Records from a collection:
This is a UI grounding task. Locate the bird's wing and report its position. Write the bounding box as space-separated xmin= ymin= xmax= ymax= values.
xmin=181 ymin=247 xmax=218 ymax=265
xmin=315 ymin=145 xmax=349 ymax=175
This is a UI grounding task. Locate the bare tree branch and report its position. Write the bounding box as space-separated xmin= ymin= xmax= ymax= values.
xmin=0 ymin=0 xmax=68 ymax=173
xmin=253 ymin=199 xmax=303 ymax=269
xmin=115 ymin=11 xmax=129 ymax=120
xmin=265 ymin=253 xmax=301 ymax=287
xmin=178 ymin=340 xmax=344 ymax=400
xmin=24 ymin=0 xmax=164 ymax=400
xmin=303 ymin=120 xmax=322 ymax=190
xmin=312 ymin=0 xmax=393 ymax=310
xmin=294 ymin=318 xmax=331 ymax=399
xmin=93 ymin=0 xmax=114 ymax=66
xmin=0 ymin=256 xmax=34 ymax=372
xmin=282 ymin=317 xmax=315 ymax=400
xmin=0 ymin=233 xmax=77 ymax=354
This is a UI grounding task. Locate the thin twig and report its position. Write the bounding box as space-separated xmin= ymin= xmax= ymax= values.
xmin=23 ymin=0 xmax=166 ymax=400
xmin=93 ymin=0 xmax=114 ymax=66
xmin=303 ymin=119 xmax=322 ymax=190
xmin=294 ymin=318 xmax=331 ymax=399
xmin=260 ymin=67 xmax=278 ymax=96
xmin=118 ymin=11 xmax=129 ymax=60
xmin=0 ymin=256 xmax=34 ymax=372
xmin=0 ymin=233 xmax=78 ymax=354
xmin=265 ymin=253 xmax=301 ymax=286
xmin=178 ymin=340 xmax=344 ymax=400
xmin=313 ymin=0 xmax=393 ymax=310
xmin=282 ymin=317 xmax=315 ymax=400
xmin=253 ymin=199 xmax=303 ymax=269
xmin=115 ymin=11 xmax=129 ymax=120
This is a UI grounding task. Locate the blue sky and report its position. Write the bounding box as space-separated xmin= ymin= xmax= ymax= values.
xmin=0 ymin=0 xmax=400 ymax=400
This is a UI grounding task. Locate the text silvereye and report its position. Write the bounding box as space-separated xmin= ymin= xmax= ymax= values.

> _Goal_:
How many lines in the rows above contain the word "tree"? Reply with the number alone.

> _Solution to this problem_:
1